Task instructions: Convert the stretch of the entries below from the line containing "Where can you see the dark" through the line containing "point(41, 251)" into a JSON list of strings, with one string per line and blank lines omitted. Include only those lines.

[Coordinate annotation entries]
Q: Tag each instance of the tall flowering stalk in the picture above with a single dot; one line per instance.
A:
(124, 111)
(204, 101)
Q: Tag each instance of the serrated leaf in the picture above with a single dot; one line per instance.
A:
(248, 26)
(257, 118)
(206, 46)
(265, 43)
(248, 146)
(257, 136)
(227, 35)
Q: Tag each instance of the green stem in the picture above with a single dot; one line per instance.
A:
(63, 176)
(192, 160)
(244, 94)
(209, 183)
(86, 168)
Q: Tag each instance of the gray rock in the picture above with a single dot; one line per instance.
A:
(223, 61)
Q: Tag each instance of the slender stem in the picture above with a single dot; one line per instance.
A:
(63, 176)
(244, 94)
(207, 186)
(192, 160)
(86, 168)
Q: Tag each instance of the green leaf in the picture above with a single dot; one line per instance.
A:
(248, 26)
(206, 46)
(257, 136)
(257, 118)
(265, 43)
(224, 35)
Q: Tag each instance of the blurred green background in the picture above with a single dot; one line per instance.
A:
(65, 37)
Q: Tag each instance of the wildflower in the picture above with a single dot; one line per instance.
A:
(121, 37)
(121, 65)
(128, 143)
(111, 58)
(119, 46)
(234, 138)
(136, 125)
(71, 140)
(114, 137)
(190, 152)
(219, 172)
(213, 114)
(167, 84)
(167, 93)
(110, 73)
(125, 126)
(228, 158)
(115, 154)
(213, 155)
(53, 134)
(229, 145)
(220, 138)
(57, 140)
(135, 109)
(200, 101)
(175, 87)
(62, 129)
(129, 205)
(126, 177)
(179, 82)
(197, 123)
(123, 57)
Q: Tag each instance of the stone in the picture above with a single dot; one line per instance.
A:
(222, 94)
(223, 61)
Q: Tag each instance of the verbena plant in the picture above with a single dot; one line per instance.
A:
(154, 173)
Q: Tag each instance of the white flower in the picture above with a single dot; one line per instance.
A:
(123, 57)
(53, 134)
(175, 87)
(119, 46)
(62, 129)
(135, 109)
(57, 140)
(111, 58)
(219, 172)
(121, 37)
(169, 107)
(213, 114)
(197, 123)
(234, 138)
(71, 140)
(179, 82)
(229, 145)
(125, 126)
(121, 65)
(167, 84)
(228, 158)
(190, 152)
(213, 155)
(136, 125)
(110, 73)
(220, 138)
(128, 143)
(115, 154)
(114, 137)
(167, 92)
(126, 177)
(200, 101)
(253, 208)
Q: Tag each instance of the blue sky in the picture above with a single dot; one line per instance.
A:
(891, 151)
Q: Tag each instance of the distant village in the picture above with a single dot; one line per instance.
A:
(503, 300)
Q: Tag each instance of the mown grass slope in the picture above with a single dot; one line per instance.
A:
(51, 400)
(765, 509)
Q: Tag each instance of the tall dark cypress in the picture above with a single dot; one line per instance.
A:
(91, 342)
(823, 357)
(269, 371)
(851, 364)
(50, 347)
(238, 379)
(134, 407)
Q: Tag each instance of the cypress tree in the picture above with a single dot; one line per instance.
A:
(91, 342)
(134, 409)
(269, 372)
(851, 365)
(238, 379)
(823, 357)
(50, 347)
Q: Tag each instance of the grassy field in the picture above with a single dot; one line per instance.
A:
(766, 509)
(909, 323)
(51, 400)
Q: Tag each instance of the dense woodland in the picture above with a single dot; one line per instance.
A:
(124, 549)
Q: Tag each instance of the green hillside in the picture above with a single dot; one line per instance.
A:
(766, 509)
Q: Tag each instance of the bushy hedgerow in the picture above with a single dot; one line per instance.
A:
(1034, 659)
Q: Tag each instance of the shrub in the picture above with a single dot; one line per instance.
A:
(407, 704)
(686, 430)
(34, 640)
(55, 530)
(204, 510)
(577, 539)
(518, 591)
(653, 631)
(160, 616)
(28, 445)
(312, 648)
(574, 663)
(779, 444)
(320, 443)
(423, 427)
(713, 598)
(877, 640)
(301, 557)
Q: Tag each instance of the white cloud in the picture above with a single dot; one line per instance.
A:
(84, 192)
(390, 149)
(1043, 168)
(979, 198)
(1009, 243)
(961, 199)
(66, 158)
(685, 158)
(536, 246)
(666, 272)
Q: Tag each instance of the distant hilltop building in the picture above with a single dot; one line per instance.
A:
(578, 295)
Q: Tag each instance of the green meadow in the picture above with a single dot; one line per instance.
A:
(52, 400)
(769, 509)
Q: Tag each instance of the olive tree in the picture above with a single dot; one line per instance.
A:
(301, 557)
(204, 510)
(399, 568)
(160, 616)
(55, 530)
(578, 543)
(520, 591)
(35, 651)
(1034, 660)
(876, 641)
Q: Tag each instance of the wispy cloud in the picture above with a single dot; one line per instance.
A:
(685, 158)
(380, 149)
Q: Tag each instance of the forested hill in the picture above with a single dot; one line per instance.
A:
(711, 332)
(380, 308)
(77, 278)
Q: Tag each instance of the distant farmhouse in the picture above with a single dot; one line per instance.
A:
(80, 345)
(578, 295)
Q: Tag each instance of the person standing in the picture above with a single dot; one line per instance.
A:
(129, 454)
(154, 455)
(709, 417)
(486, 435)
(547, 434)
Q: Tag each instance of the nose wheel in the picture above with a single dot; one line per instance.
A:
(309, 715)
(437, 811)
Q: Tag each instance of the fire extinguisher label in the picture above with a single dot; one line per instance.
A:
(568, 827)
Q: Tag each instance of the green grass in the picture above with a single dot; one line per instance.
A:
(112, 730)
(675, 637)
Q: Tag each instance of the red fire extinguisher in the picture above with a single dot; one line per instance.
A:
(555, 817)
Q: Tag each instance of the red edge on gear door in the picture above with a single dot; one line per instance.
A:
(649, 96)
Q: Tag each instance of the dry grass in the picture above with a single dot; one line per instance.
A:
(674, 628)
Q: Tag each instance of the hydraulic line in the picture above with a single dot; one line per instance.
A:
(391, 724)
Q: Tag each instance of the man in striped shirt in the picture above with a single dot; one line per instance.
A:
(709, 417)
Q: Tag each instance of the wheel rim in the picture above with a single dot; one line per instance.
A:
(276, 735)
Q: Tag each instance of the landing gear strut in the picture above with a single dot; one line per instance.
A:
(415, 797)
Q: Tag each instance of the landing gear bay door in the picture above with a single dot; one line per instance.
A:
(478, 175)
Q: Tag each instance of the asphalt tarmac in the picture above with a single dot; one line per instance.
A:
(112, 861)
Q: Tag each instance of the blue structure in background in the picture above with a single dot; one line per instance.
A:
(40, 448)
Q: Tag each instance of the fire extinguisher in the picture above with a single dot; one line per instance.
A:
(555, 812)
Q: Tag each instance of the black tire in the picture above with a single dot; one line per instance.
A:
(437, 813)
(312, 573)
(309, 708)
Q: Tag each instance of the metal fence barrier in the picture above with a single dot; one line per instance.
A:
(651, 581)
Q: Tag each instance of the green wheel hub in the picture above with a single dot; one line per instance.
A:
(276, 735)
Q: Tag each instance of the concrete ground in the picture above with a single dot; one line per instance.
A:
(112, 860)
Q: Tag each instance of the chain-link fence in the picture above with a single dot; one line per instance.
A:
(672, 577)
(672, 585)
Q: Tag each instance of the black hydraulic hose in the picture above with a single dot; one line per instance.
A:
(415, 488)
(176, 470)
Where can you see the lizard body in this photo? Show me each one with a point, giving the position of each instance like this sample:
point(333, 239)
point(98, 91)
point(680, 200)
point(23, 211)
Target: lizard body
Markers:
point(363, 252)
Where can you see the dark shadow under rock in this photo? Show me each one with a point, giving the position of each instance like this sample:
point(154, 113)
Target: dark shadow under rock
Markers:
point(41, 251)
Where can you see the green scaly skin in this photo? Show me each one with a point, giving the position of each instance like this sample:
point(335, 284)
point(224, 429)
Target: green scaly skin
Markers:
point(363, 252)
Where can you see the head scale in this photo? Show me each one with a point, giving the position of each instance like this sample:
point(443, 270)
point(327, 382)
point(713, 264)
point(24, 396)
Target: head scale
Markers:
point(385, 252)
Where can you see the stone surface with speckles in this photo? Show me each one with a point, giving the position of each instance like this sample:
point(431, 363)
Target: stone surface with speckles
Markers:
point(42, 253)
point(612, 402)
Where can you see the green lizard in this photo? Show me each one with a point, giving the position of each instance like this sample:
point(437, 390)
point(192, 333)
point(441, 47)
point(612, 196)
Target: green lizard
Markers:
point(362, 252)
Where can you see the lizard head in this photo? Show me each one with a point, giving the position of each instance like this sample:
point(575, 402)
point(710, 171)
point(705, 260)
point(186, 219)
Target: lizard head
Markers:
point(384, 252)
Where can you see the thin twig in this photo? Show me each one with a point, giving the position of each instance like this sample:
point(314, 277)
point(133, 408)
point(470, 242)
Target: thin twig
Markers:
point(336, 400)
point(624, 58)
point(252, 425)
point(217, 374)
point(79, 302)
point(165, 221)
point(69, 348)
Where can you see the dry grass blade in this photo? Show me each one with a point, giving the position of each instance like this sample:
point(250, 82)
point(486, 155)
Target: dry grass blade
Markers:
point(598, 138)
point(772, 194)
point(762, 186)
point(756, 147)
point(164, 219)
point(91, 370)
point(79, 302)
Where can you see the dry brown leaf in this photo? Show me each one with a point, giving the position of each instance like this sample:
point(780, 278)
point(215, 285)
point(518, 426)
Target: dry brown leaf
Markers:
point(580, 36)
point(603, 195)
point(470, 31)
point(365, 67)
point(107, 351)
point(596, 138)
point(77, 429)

Answer below:
[
  "Where can you see the dark shadow under rock in this photo? Show me each one with a point, giving the position of each instance like this sample:",
  "point(154, 113)",
  "Target: dark shadow under rock",
  "Markers:",
  "point(41, 251)"
]